Aim of the task – Please report, word for word, each line of the listing below that contains the string "Target".

Provided records –
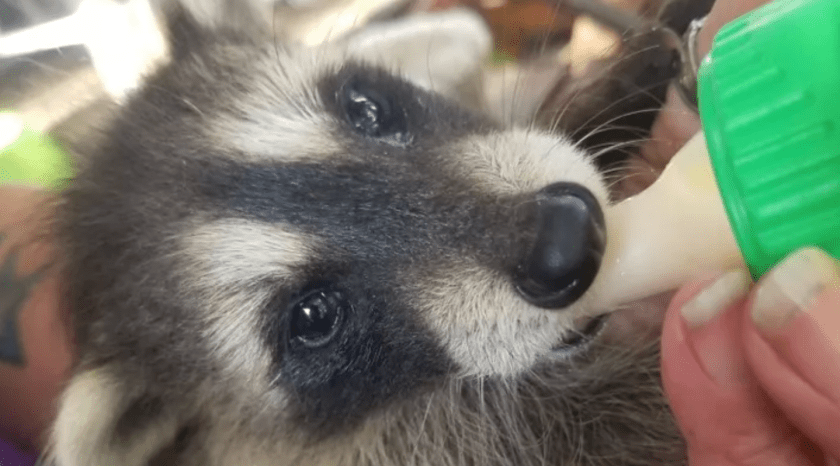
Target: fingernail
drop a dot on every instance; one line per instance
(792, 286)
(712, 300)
--
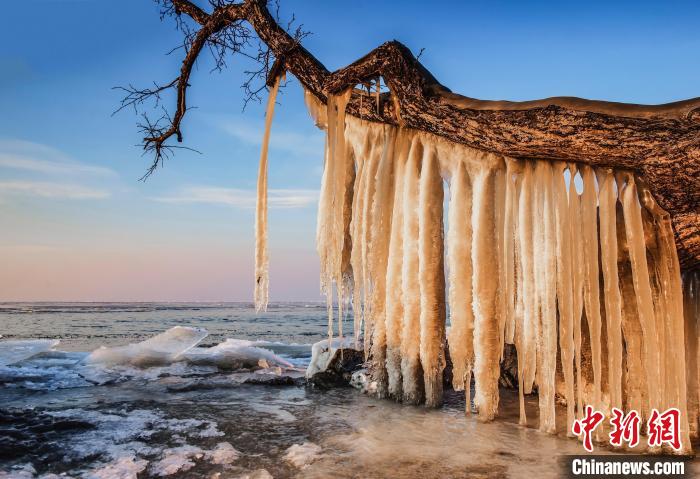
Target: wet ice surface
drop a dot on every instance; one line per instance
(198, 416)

Worked answer –
Target: fingernail
Target: wet ice surface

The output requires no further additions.